** TASK DIRECTIONS **
In this exercise, every entry is to be copied exactly.

DATA FOR THIS EXERCISE: Begin

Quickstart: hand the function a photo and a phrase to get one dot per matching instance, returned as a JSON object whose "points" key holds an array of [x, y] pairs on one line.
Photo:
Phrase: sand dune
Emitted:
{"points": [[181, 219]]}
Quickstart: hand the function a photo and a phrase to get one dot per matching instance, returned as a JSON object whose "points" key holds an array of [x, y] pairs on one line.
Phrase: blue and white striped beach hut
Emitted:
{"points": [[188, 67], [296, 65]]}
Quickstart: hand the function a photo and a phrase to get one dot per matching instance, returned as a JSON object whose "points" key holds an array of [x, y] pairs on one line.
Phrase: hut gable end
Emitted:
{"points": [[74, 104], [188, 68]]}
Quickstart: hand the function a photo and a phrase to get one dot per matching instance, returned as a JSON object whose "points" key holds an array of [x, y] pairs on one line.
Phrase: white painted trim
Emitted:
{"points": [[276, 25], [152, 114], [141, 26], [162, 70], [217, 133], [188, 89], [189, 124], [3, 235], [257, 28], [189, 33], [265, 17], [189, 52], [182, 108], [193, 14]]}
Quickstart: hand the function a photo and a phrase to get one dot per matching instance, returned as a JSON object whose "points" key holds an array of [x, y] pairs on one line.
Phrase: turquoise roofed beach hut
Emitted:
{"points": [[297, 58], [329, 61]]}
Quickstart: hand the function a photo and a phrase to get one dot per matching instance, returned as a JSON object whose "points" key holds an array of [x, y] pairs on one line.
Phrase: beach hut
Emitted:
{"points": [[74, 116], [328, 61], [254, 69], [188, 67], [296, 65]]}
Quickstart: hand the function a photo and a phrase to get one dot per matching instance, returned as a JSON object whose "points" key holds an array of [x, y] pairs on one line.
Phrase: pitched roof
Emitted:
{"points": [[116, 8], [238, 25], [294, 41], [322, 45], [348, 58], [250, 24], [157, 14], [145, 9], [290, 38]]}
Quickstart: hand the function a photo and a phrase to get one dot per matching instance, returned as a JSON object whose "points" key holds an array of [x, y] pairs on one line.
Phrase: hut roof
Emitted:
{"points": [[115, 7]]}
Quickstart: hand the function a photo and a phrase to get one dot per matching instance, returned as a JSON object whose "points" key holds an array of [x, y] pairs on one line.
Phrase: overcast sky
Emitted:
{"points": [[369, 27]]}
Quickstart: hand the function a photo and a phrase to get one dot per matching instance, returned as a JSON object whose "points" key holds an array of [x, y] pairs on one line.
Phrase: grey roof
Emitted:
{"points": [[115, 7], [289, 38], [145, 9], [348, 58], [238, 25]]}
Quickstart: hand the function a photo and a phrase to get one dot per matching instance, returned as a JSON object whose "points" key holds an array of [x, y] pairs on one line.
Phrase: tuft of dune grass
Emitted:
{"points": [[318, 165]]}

DATA FOR THIS EXERCISE: End

** TASK ANSWER **
Quickstart: hand the function a photo and a phrase to get one dot per matching instance, returned as a JSON object whose "points" key holds an array of [x, y] pairs on one line.
Photo:
Phrase: sand dune
Emitted:
{"points": [[181, 219]]}
Quickstart: hand the function a photo and a phrase to get one dot per matching instance, returned as a JSON object whose "points" key holds an array of [x, y] pairs on one line.
Phrase: blue and white striped beach hut
Emitted:
{"points": [[188, 67], [296, 65]]}
Quickstart: hand the function a photo and a phrase to get one dot per matching instance, returned as a JSON object whose "points" key holds an array of [x, y] pairs on one line.
Phrase: hut gable end
Emitted:
{"points": [[74, 104], [188, 68]]}
Quickstart: hand the function a photo and a phrase to get one dot per matching instance, returned as a JSON object whose "points" key holds an array of [x, y] pairs on one line.
Phrase: white painted trim
Emitted:
{"points": [[276, 25], [152, 114], [141, 26], [162, 70], [217, 133], [188, 89], [189, 124], [3, 235], [257, 28], [189, 33], [265, 17], [189, 52], [182, 108], [193, 14]]}
Quickstart: hand the function a photo and a phrase to get one dot per matching instance, returned as a JSON object whose "points" key holds an array of [x, y] pairs on one line.
Phrase: turquoise roofed beach hut
Emitted:
{"points": [[297, 58], [329, 61]]}
Quickstart: hand the function a photo and a phrase to get one dot per matching instance, returned as a JSON object whose "points" key holds an array of [x, y] pairs on one line.
Phrase: beach hut
Emitted:
{"points": [[74, 116], [328, 61], [254, 69], [188, 67], [296, 65]]}
Quickstart: hand the function a photo and a phrase to get one dot per matching instance, returned as a JSON object whose "points" key holds an array of [x, y] pairs on one line.
Phrase: pitched roof
Emitted:
{"points": [[116, 8], [238, 25], [294, 41], [322, 45], [348, 58], [250, 24], [157, 14], [145, 9], [290, 38]]}
Quickstart: hand the function a photo and a phrase to get one dot per matching instance, returned as a JSON object whose "points" key holds an array of [x, y] pairs on one line.
Phrase: hut roof
Emitted:
{"points": [[115, 7]]}
Quickstart: hand the function a photo and a phrase to get one dot per matching instance, returned as a JSON object whose "points" key holds an array of [x, y] pairs on one line.
Phrase: overcast sky
Emitted:
{"points": [[369, 27]]}
Quickstart: hand the function a photo and a phrase to get one dot per matching instance, returned as a JSON object whose "points" key holds an array of [x, y] pairs on one line.
Phrase: grey roof
Emitted:
{"points": [[115, 7], [289, 38], [145, 9], [348, 58], [238, 25]]}
Quickstart: hand the function a photo and a phrase to get one dot per matching instance, returned as a JSON object whose "points" key holds an array of [x, y] pairs on one line.
Phrase: tuft of dune grass
Emitted:
{"points": [[318, 165]]}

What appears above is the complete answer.